→ **REQUIRED TASK**: Quote the records below verbatim, from their first line through the line containing "xmin=0 ymin=106 xmax=487 ymax=632", both included.

→ **SUPPLIED RECORDS**:
»»
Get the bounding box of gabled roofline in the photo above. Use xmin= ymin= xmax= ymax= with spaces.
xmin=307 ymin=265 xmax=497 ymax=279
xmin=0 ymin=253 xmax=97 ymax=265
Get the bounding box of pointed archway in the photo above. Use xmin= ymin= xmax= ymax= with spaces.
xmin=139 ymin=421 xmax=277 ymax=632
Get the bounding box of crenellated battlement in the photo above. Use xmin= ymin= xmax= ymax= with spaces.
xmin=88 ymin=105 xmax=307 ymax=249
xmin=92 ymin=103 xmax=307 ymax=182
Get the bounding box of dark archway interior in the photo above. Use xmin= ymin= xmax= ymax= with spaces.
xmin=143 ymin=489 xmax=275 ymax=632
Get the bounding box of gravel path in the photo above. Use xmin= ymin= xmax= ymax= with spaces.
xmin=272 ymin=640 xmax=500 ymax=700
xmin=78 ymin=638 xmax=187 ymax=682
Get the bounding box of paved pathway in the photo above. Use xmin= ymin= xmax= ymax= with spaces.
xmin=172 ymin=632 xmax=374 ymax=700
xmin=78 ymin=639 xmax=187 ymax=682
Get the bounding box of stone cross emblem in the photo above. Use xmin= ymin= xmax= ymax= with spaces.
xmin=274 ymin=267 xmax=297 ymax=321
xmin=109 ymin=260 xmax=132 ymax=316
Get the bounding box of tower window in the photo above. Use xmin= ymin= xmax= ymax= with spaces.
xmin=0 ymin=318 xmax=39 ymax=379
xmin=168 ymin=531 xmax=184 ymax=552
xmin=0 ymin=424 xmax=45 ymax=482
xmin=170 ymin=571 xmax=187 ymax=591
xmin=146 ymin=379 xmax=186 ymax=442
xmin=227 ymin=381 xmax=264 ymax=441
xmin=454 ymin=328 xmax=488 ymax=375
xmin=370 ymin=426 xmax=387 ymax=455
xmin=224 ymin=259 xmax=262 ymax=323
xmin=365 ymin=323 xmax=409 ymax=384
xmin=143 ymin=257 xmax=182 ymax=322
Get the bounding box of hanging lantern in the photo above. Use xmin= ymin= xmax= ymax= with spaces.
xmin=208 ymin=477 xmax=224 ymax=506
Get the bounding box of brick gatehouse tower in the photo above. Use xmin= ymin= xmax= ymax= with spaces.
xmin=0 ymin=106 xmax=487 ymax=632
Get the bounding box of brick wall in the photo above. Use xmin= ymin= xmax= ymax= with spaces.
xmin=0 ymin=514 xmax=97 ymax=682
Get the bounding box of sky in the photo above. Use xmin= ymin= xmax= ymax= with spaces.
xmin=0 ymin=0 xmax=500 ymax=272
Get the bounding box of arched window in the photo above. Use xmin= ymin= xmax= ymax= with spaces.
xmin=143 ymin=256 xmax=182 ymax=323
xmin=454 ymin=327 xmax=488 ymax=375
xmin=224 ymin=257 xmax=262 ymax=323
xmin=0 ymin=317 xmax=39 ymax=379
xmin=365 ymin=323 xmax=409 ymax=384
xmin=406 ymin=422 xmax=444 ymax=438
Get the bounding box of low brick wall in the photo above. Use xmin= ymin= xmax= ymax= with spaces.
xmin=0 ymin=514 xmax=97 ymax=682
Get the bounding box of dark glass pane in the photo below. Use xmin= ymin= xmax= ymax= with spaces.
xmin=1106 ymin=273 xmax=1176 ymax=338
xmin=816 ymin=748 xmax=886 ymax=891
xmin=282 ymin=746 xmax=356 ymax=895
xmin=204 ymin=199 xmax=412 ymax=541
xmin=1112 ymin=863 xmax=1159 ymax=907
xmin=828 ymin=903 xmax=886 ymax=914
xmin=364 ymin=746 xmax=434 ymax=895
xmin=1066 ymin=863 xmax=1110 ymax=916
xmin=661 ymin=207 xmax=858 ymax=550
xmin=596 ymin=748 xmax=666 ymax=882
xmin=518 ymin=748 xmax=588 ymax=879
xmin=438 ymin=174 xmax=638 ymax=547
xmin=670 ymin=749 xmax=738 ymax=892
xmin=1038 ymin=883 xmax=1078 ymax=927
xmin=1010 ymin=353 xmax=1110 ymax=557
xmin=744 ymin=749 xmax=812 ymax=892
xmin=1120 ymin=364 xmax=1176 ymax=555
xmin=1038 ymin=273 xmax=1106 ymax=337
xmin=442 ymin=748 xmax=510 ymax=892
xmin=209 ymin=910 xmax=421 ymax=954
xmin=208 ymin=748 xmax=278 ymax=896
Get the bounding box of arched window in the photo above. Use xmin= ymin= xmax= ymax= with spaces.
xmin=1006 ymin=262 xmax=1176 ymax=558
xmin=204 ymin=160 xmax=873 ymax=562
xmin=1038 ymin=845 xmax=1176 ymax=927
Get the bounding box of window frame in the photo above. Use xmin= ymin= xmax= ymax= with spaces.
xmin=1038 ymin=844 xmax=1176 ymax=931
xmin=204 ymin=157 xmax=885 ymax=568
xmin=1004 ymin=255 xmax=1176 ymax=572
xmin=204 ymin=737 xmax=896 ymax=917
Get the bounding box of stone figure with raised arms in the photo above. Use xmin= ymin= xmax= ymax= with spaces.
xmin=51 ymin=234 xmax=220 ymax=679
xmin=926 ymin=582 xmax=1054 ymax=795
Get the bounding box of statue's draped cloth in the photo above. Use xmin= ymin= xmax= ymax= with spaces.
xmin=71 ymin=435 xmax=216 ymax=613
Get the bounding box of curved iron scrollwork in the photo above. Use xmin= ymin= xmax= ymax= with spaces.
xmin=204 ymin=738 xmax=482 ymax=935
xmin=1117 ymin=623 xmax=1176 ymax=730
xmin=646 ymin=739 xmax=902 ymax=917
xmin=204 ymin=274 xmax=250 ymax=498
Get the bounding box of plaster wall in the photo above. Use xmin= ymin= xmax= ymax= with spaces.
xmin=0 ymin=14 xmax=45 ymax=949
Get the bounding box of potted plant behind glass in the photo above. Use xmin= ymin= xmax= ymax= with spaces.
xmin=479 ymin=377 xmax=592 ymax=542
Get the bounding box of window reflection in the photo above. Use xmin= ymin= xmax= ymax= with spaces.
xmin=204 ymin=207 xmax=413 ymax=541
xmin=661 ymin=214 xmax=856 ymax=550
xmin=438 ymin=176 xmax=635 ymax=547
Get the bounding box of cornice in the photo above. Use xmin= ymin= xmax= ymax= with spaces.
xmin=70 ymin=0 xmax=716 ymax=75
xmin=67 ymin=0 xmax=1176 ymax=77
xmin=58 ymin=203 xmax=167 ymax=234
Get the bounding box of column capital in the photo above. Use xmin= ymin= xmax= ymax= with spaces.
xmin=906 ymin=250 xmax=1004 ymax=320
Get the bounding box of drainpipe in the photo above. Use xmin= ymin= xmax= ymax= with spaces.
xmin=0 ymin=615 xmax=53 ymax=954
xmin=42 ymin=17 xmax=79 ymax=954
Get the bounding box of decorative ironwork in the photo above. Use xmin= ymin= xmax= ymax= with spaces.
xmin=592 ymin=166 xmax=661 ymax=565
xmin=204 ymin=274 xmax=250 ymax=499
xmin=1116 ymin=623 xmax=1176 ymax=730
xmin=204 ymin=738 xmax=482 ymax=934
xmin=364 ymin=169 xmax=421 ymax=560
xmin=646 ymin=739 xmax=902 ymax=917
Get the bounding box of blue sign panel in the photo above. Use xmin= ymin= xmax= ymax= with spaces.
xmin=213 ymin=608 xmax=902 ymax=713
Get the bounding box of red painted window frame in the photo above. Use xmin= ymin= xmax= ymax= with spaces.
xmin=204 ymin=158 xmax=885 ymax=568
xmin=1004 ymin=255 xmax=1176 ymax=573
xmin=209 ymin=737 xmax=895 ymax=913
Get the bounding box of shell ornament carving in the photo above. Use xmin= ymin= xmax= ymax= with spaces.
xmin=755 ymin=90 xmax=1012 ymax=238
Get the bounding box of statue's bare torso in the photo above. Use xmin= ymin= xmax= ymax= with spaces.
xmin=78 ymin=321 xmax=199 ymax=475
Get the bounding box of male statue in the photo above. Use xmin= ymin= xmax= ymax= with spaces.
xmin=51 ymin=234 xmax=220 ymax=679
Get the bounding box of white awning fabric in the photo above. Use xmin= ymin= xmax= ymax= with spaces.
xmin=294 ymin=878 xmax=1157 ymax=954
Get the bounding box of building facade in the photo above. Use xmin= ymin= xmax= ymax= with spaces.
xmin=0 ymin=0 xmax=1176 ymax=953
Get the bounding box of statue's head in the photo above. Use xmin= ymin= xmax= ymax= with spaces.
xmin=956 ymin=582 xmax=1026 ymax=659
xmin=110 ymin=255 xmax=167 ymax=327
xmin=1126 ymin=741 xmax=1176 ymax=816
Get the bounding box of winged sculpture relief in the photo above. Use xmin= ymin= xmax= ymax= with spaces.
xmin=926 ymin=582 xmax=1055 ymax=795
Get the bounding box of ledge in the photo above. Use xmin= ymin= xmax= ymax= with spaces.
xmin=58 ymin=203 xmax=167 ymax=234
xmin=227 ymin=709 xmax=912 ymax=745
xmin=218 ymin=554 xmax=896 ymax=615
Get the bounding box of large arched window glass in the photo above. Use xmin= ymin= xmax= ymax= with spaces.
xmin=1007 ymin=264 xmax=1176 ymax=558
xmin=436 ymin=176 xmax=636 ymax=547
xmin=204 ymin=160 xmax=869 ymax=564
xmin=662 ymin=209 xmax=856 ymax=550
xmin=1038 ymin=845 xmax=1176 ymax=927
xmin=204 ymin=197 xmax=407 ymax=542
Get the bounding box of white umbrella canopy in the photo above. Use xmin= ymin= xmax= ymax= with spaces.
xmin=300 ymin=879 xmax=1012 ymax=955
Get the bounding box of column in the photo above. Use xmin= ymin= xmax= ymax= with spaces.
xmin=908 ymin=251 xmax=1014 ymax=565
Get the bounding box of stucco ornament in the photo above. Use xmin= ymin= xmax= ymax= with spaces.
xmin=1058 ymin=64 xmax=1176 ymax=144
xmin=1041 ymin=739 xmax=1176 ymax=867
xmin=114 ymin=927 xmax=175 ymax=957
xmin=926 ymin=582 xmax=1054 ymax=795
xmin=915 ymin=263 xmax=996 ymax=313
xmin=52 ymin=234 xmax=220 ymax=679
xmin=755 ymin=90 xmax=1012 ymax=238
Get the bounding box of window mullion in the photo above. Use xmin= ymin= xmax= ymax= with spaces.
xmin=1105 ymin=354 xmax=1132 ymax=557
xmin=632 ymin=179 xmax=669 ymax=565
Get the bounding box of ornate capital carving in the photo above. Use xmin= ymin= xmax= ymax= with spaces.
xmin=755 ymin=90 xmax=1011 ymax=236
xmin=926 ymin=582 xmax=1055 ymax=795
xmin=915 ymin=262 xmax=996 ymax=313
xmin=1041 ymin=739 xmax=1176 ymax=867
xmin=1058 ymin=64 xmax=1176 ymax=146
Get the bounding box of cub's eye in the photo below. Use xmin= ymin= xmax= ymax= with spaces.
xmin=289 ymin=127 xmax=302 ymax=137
««
→ **COMPLETED TASK**:
Get the bounding box of gabled roofline in the photo above. Use xmin= ymin= xmax= ymax= with spaces.
xmin=307 ymin=265 xmax=497 ymax=279
xmin=0 ymin=253 xmax=97 ymax=265
Get the bounding box of pointed archway in the photo above. Use xmin= ymin= xmax= ymax= with spaces.
xmin=139 ymin=421 xmax=277 ymax=632
Get the bounding box of crenellated battlement in the photo above. Use xmin= ymin= xmax= ymax= with spaces.
xmin=88 ymin=105 xmax=307 ymax=249
xmin=92 ymin=103 xmax=307 ymax=182
Get the bounding box of dark archway interior in the photo above. Use xmin= ymin= xmax= ymax= with spaces.
xmin=143 ymin=489 xmax=275 ymax=632
Get the bounding box of gravel path in the photo above. Use xmin= ymin= xmax= ymax= with spaces.
xmin=272 ymin=640 xmax=500 ymax=700
xmin=78 ymin=638 xmax=187 ymax=682
Get the bounding box of paved pathway in the photo above. Use xmin= ymin= xmax= ymax= with spaces.
xmin=172 ymin=632 xmax=374 ymax=700
xmin=78 ymin=639 xmax=187 ymax=682
Get the bounding box of stone cross emblem in the photo above. Use xmin= ymin= xmax= ymax= with spaces.
xmin=274 ymin=267 xmax=297 ymax=321
xmin=109 ymin=260 xmax=132 ymax=316
Get the bounding box of tower window in the photo above. Use xmin= ymin= xmax= ymax= with spaces.
xmin=0 ymin=318 xmax=39 ymax=379
xmin=168 ymin=531 xmax=184 ymax=552
xmin=0 ymin=424 xmax=45 ymax=482
xmin=170 ymin=571 xmax=187 ymax=591
xmin=146 ymin=379 xmax=186 ymax=442
xmin=227 ymin=381 xmax=264 ymax=441
xmin=454 ymin=328 xmax=488 ymax=375
xmin=370 ymin=426 xmax=387 ymax=455
xmin=224 ymin=259 xmax=262 ymax=323
xmin=365 ymin=323 xmax=409 ymax=384
xmin=143 ymin=257 xmax=182 ymax=322
Get the bounding box of hanging lantern in the photo above. Use xmin= ymin= xmax= ymax= with spaces.
xmin=208 ymin=477 xmax=224 ymax=506
Get the bounding box of brick gatehouse tower in the photo above. Use xmin= ymin= xmax= ymax= with spaces.
xmin=0 ymin=106 xmax=487 ymax=632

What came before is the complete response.